Data section:
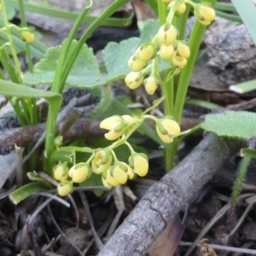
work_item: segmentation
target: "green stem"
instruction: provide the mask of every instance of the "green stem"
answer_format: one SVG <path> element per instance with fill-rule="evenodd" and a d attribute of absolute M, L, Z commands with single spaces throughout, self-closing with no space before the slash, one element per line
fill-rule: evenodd
<path fill-rule="evenodd" d="M 160 26 L 164 25 L 166 22 L 167 10 L 166 3 L 161 0 L 158 0 L 158 16 Z"/>
<path fill-rule="evenodd" d="M 241 161 L 241 166 L 239 167 L 238 175 L 236 177 L 232 195 L 230 198 L 230 204 L 231 208 L 234 208 L 236 203 L 236 199 L 240 194 L 241 186 L 242 182 L 244 181 L 244 177 L 246 176 L 249 163 L 250 163 L 251 157 L 250 156 L 244 156 L 244 158 Z"/>
<path fill-rule="evenodd" d="M 205 31 L 206 26 L 195 20 L 189 41 L 191 53 L 190 57 L 187 65 L 181 72 L 174 104 L 173 114 L 177 123 L 181 121 L 190 78 Z"/>
<path fill-rule="evenodd" d="M 26 24 L 26 16 L 25 16 L 23 0 L 19 0 L 19 8 L 20 8 L 21 26 L 23 27 L 26 27 L 27 24 Z M 28 62 L 28 69 L 29 69 L 30 73 L 32 73 L 33 72 L 33 64 L 32 61 L 30 44 L 28 43 L 26 43 L 26 51 L 27 62 Z"/>
<path fill-rule="evenodd" d="M 166 77 L 166 75 L 165 76 Z M 166 96 L 164 102 L 165 116 L 173 115 L 173 99 L 174 99 L 174 81 L 173 78 L 167 83 L 164 83 L 161 86 L 162 95 Z M 172 156 L 172 147 L 164 148 L 164 159 L 166 172 L 170 172 L 173 167 L 173 158 Z"/>
<path fill-rule="evenodd" d="M 9 26 L 9 21 L 8 21 L 7 13 L 6 13 L 6 7 L 5 7 L 5 1 L 1 0 L 1 3 L 2 3 L 3 18 L 3 21 L 4 21 L 6 32 L 7 32 L 7 35 L 8 35 L 8 40 L 9 40 L 9 43 L 11 54 L 12 54 L 13 58 L 15 60 L 16 70 L 17 70 L 18 75 L 19 75 L 19 77 L 21 80 L 21 84 L 25 84 L 24 79 L 23 79 L 23 73 L 22 73 L 21 67 L 20 67 L 20 63 L 19 61 L 19 59 L 18 59 L 18 56 L 17 56 L 17 54 L 16 54 L 16 51 L 15 51 L 15 47 L 13 38 L 12 38 L 12 35 L 11 35 L 10 27 Z"/>
<path fill-rule="evenodd" d="M 178 30 L 179 32 L 177 39 L 179 40 L 184 40 L 187 20 L 190 12 L 190 5 L 186 4 L 186 6 L 187 8 L 185 12 L 183 14 L 182 16 L 178 17 L 176 21 L 176 28 Z"/>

Requirement:
Render every line of the records above as a JSON list of strings, one string per line, leaving out blank lines and the pictures.

Task answer:
[
  "work_item: segmentation",
  "target: \"green stem\"",
  "instruction: provide the mask of every instance of the \"green stem\"",
  "answer_format: one SVG <path> element per instance with fill-rule=\"evenodd\" and a d attribute of absolute M, L, Z commands with single spaces throughout, self-closing with no space before the slash, one element per line",
  "fill-rule: evenodd",
  "<path fill-rule=\"evenodd\" d=\"M 160 26 L 164 25 L 166 22 L 167 10 L 166 3 L 161 0 L 158 0 L 158 16 Z\"/>",
  "<path fill-rule=\"evenodd\" d=\"M 241 161 L 241 166 L 239 167 L 238 175 L 236 177 L 232 195 L 230 198 L 230 204 L 231 208 L 234 208 L 236 203 L 236 199 L 240 194 L 241 186 L 242 182 L 244 181 L 244 177 L 246 176 L 249 163 L 250 163 L 251 157 L 250 156 L 244 156 L 244 158 Z\"/>",
  "<path fill-rule=\"evenodd\" d=\"M 205 31 L 206 26 L 195 20 L 189 41 L 191 53 L 190 57 L 187 65 L 181 72 L 174 104 L 173 114 L 177 123 L 181 121 L 190 78 Z\"/>",
  "<path fill-rule=\"evenodd\" d=\"M 26 24 L 26 16 L 25 16 L 23 0 L 19 0 L 19 8 L 20 8 L 21 26 L 23 27 L 26 27 L 27 24 Z M 28 62 L 28 69 L 29 69 L 30 73 L 32 73 L 33 72 L 33 64 L 32 61 L 30 44 L 28 43 L 26 43 L 26 51 L 27 62 Z\"/>",
  "<path fill-rule=\"evenodd\" d=\"M 166 77 L 166 75 L 165 76 Z M 166 96 L 164 102 L 165 116 L 173 115 L 173 99 L 174 99 L 174 81 L 173 78 L 167 83 L 164 83 L 161 86 L 162 95 Z M 172 156 L 172 147 L 164 148 L 164 159 L 166 172 L 170 172 L 173 167 L 173 158 Z\"/>",
  "<path fill-rule=\"evenodd\" d=\"M 9 26 L 9 21 L 8 21 L 7 13 L 6 13 L 6 7 L 5 7 L 5 1 L 1 0 L 1 3 L 2 3 L 3 18 L 3 21 L 4 21 L 6 32 L 7 32 L 7 35 L 8 35 L 8 40 L 9 40 L 9 43 L 11 54 L 12 54 L 13 58 L 15 60 L 16 70 L 17 70 L 18 75 L 19 75 L 19 77 L 21 80 L 21 84 L 25 84 L 24 79 L 23 79 L 23 73 L 22 73 L 21 67 L 20 67 L 20 63 L 19 61 L 19 59 L 18 59 L 18 56 L 17 56 L 17 54 L 16 54 L 16 51 L 15 51 L 15 47 L 13 38 L 12 38 L 12 35 L 11 35 L 10 27 Z\"/>",
  "<path fill-rule=\"evenodd\" d=\"M 178 30 L 179 32 L 177 39 L 179 40 L 184 40 L 187 20 L 190 12 L 190 5 L 186 4 L 186 6 L 187 8 L 185 12 L 183 14 L 182 16 L 178 17 L 176 21 L 176 28 Z\"/>"
]